* _EXCERPTED TEXT_:
⁂

Hi,
we are investigating Akka Distributed Data for storing some (Long -> Long) mapping in a LWWMap.
We plan for up to ~1mio entries for this and expect a write load of few hundreds/thousands entries per day, in contrast we expect a read load of some hundred requests per second. Therefore, we plan to use readLocal together with writeMajority.
Roughly calculating the size of the map, we should end up with some 20-30MB, which feels okay'ish when delta-CRDTs work.
While testing with only some thousand entries, we see huge propagation delays from one node to another in the order of tens of seconds (both running on the same PC). This raises our concern, if Akka Distributed Data is really a valid option for our use case (I will explain it a bit in detail below). What concerns us is what happens when we need to do a full cluster restart, when this map will fill up at a rate of like 100 entries per second. We currently do not feel too confident that this can work.
I already asked in the Akka-User chat and got the feedback that artery could help a bit to overcome the head-of-line blocking (we see the Phi value detector logging about higher delays). We tried that and got even slower updates IIRC. And the usual suspect to manually shard it into multiple top-level maps, which we could go for, but we would still have 100 maps at 10k entries each.

⁂

* _INPUT FOR THIS TASK_:
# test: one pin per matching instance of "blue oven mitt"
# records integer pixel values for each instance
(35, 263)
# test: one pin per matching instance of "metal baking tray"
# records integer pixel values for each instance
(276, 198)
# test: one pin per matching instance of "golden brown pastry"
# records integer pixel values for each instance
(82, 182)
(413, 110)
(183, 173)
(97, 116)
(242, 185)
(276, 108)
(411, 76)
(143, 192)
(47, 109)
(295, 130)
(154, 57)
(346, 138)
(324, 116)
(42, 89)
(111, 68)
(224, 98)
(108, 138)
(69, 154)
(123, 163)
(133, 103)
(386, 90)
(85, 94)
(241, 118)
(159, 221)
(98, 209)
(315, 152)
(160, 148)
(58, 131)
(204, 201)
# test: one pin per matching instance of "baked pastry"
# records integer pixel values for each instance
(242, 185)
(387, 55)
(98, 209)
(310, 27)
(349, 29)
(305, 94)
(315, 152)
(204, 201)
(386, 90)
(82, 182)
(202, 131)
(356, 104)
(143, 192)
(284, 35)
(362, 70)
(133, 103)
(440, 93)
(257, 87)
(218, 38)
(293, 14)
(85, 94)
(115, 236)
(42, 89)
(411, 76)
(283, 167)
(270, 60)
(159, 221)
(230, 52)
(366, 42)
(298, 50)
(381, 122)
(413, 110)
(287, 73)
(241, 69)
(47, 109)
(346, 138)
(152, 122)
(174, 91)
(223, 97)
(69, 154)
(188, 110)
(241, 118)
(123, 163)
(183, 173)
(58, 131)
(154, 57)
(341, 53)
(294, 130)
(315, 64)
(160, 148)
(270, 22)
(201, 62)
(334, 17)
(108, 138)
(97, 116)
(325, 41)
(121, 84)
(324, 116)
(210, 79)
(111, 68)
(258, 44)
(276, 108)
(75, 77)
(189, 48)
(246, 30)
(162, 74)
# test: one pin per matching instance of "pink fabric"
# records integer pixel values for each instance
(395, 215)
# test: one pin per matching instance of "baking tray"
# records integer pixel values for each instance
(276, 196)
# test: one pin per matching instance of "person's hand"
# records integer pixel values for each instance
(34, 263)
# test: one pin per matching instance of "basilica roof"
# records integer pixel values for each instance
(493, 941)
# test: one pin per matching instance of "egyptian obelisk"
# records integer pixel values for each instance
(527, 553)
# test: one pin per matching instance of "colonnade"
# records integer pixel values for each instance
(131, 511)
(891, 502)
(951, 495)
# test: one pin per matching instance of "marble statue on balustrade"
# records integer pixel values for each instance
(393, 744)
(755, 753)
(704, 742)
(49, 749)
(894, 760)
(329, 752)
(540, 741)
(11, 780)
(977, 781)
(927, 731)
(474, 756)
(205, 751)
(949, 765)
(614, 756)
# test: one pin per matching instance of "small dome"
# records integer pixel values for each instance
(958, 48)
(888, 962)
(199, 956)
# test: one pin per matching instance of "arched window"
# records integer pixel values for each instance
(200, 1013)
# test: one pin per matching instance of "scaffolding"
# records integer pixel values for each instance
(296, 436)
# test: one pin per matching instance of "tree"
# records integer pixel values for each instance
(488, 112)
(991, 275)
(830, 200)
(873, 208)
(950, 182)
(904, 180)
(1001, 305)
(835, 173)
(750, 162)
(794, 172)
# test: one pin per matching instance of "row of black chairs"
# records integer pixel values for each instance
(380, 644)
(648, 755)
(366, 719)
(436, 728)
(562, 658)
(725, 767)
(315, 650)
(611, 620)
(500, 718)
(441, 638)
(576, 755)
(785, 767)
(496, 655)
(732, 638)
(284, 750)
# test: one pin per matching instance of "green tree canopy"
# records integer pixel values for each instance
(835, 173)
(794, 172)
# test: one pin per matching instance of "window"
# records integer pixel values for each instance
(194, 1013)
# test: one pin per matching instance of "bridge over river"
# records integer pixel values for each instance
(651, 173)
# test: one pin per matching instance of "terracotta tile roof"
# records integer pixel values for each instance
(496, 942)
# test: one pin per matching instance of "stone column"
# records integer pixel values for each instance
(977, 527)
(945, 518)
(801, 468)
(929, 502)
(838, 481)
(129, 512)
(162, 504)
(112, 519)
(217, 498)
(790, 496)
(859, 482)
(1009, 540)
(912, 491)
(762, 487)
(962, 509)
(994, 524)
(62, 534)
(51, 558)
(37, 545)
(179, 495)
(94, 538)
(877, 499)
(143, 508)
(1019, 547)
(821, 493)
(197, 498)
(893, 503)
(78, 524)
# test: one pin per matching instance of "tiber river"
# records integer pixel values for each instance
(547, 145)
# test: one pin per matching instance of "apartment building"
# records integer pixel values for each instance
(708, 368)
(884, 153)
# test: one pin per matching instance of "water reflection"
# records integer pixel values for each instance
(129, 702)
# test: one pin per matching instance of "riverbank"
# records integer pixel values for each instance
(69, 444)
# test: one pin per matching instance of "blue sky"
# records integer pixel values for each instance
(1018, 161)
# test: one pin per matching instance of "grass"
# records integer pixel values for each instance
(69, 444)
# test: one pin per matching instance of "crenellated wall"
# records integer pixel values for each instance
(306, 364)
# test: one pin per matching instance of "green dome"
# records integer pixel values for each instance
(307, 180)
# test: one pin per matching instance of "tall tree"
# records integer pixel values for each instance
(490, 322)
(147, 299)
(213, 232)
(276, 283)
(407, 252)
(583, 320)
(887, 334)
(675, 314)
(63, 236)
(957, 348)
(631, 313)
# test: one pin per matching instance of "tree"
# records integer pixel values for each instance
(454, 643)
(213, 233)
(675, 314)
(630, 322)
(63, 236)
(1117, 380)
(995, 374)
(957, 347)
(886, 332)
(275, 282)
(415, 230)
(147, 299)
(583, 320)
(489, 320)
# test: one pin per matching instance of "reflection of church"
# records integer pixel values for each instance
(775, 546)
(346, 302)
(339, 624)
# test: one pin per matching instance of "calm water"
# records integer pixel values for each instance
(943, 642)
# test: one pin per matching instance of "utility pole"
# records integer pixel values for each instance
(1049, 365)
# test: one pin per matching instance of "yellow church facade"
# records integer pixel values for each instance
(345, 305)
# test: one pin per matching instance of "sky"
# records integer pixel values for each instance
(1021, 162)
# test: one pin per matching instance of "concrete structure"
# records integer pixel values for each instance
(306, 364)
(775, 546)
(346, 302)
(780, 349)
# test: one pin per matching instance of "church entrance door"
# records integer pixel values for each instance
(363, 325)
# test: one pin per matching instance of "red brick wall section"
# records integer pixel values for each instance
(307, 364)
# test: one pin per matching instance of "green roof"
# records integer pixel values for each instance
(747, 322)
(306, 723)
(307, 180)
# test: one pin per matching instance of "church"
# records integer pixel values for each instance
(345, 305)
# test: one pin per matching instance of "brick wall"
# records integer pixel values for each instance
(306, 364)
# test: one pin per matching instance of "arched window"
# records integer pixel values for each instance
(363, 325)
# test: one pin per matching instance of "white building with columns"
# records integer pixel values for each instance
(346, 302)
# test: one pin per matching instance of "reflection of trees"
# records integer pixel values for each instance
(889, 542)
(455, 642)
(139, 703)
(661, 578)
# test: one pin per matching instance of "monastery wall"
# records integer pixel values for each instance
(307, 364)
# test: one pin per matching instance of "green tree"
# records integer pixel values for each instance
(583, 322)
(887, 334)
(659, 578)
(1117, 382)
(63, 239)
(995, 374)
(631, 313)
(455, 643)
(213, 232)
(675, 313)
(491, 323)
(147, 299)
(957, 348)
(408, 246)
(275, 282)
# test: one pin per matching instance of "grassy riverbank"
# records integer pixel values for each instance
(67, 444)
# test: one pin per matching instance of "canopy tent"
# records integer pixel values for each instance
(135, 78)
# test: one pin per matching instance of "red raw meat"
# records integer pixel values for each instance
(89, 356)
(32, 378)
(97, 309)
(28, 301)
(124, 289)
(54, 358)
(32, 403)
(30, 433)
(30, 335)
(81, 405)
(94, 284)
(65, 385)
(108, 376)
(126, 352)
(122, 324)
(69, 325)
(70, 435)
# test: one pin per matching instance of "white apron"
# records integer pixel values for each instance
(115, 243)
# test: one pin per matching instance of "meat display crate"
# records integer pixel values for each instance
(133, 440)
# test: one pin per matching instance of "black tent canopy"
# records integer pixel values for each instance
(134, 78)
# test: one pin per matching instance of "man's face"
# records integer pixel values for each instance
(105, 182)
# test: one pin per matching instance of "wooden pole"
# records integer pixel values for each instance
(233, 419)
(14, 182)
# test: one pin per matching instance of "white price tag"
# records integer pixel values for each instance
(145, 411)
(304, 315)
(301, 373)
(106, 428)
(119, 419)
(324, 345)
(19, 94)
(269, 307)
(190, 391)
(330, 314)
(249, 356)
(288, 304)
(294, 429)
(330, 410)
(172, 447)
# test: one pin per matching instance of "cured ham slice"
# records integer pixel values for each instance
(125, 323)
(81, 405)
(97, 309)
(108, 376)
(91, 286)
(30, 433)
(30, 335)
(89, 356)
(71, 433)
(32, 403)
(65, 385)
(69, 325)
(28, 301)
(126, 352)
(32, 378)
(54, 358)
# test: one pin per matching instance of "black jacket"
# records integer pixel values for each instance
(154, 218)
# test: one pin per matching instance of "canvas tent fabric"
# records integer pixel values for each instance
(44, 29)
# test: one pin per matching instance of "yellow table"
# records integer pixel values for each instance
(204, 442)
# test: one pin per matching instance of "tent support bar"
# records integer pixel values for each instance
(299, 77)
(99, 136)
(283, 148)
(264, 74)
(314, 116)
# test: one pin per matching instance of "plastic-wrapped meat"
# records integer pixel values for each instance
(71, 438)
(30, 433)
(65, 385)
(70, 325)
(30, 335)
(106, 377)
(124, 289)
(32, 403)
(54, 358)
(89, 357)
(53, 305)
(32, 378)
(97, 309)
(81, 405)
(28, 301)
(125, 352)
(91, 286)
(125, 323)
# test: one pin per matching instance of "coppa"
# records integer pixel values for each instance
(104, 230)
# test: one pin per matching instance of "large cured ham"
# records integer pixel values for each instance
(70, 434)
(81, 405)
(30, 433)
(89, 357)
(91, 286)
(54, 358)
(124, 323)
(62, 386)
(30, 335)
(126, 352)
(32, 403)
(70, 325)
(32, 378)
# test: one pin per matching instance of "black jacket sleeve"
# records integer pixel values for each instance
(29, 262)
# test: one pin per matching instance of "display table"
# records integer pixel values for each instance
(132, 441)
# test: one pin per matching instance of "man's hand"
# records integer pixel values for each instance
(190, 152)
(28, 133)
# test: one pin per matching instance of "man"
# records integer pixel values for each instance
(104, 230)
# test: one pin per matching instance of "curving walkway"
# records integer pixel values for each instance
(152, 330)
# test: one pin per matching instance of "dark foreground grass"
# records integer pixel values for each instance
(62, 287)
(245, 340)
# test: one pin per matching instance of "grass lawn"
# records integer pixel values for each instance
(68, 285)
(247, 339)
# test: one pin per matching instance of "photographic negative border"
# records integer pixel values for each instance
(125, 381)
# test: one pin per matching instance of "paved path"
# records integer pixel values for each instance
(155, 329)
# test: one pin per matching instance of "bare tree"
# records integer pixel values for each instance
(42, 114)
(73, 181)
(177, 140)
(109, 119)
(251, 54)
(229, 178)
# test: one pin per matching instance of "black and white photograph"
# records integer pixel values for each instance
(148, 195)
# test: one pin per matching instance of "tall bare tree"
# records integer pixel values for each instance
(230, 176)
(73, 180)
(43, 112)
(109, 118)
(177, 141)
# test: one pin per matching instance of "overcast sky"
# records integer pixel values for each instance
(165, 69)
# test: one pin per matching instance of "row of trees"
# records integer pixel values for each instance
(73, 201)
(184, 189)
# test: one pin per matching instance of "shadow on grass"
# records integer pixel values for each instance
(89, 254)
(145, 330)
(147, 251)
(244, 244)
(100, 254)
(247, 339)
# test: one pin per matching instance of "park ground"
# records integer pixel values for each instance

⁂

* _THINGS TO DO_:
• A. Find each line in the records that contains the word "bare", and copy every one of those lines.
• B. Continue the forum post about Akka Distributed Data, starting right after its last sentence.

* _ANSWERS FOR THE TASKS_:
• A.
# test: one pin per matching instance of "bare tree"
# test: one pin per matching instance of "tall bare tree"

• B.
Our use case is as follows and I will describe it using an example of a CarActor, which is addressed by its ID with Cluster Sharding (so that we have one actor per imaginary car in the whole cluster). However, we need to send messages to that actor also via 3 other identifiers, let's say the IDs of the engine, gear, and the exhaust pipe (that these parts are occasionally replaced and even transferred to a different car pretty well reflects our scenario; reads would be like every time we pass a toll bridge.. damn.. I think we could earn way more money if we would really build that very system :-)). So these three mappings (engine ID -> car ID, gear ID -> car ID, exhaust ID -> car ID) are what additionally needs to disseminated among the nodes participating in cluster sharding. The characteristics of CRDTs sound very appealing here - an engine wouldn't be in another car in the very next second, leaving enough time for convergence via gossip. Having the whole data structure in memory feels like nothing to how we run our system currently (all nodes store all data, mostly successfully invalidate other node's state, backed by a heap of >100G).
It would be nice to get your feedback here, for both, if CRDTs will kill us one day and if you have other ideas, how to disseminate the mapping (in our mind we have 1) storing those in Redis accessible by all cluster sharding nodes and 2) having some mapping actors that know the mappings and store them in some local data structure; either 2a) one mapping actor per node knowing the whole state or 2b) one actor per engine ID, addressed via cluster sharding, knowing only the car ID by looking it up once in the data base, leading to 3mio tiny mapping actors alive ¯\_(ツ)_/¯).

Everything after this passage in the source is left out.